UNITED STATES DISTRICT COURT CENTRAL DISTRICT OF ILLINOIS
MILBANK INSURANCE COMPANY, ) ) Plaintiff, ) ) v. ) Case No. 21-cv-1044-JES-JEH ) TODD DENNHARDT and ) KARLA DENNHARDT, ) ) Defendants. )
ORDER AND OPINION Before the Court is Defendants’ Motion (Doc. 16) to Set Aside Default Judgment and Memorandum (Doc. 17) in Support. Plaintiff has filed a Response (Doc. 19) to Defendants’ Motion. For the reasons set forth below, Defendants’ Motion (Doc. 16) is DENIED. BACKGROUND On February 2, 2021, Plaintiff, Milbank Insurance Company, d/b/a State Auto Insurance Companies (“Milbank”), filed a one-count Complaint against Defendants Todd and Karla Dennhardt (“the Dennhardts”). Doc. 1. The Complaint sought a declaratory judgment pursuant to Fed. R. Civ. P. 57 and the Declaratory Judgment Act, 28 U.S.C. §2201(a), declaring the rights and responsibilities of the Parties under the appraisal provision of the insurance policy Milbank issued to the Dennhardts. Count 1 requested declarations that (A) Defendants’ proffered appraiser, Steve Miner of Hoagland Enterprises, a/k/a Hoagland Construction, is not impartial as required by the terms of the Policy; (B) Defendant must nominate a competent and impartial appraiser without prior involvement in the Claim and without a direct or indirect financial interest in the outcome of the award within 20 days; and (C) compelled Defendants to proceed with appraisal in accordance with the Policy’s terms. Milbank sent a notice of lawsuit and request to waive service of summons to the Dennhardts and their counsel on February 2, 2021. Docs. 4, 5, 12-1. The Dennhardts did not respond to the request for service waivers. See Docs. 8, 9. On March 2, 2021, the Dennhardts filed a complaint against Milbank in Circuit Court of Peoria County, Illinois, Case No. 21-L- 00053, alleging breach of contract and unreasonable delay in settling a claim. Doc. 17-3.1 That
lawsuit relates to the same subject of the instant case and has since been removed to this District. On March 3, 2021, the Clerk issued summons as to the Dennhardts in the instant case. Doc. 7. The Dennhardts were personally served on March 10, 2021 and their answer or other responsive pleading was due on March 31, 2021. No answer or other responsive pleading was filed. Thus, on April 2, 2021, Milbank filed a motion for entry of default. Doc. 12. No response was filed by Defendants. On April 20, 2021, the Court granted Milbank’s motion and directed the Clerk to enter default pursuant to Fed. R. Civ. P. 55(a), which was entered on April 21, 2021. On May 4, 2021, Milbank Insurance filed a motion for default judgment, seeking default judgment against Defendants on the first Count of the Complaint; namely, that Defendants’
proffered appraiser, Steve Miner, is not impartial as required by the terms of the Policy. Doc. 13. Upon review of Milbank’s motion, the Court found it had established entitlement to the relief it sought. Thus, the Court granted Milbank’s motion for default judgment on May 14, 2021 and judgment was entered in favor of Milbank on May 18, 2021. Docs. 14, 15. On May 18, 2021, the Dennhardts filed a Motion to Set Aside Default Judgment. Doc. 17. The following day, Milbank removed Case No. 21-L-00053 from the Circuit Court of Peoria County to the Central District of Illinois, Case No. 1:21-cv-01155-JBM-JEH. This Order follows regarding the Motion to Vacate the Default Judgment in this case.

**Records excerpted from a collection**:
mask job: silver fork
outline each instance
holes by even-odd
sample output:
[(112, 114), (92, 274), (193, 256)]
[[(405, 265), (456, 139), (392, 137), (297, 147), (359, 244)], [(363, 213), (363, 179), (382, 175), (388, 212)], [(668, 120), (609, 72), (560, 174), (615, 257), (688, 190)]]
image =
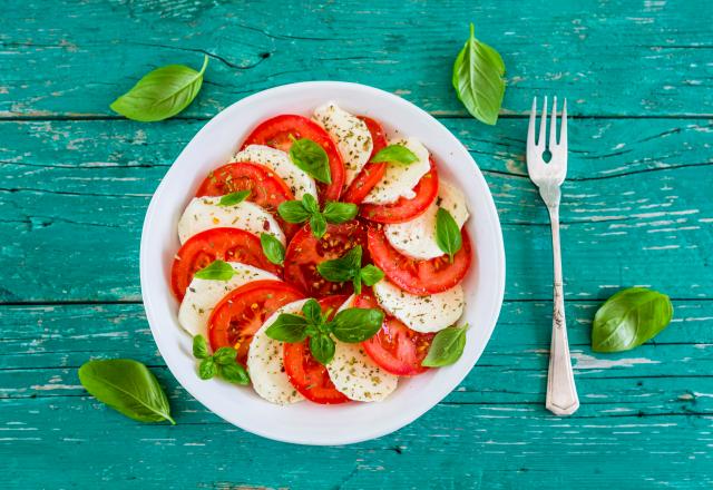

**JOBS**:
1. Translate this sentence from the court order into Spanish: "The Dennhardts did not respond to the request for service waivers."
2. According to the court order, on what date were the Dennhardts personally served?
3. Decide whether each statement agrees with the court order. Answer yes or no, and quote the words from the court order that decide it.
(a) Milbank filed a Complaint with a single count.
(b) The Dennhardts responded to Milbank's motion for entry of default.
(c) The Court granted the Defendants' Motion to Set Aside Default Judgment.

**RESPONSES TO THE TASKS**:
1. Los Dennhardt no respondieron a la solicitud de renuncia a la notificación.

2. March 10, 2021.

3.
(a) Yes: "filed a one-count Complaint against Defendants Todd and Karla Dennhardt"
(b) No: "No response was filed by Defendants."
(c) No: "Defendants’ Motion (Doc. 16) is DENIED."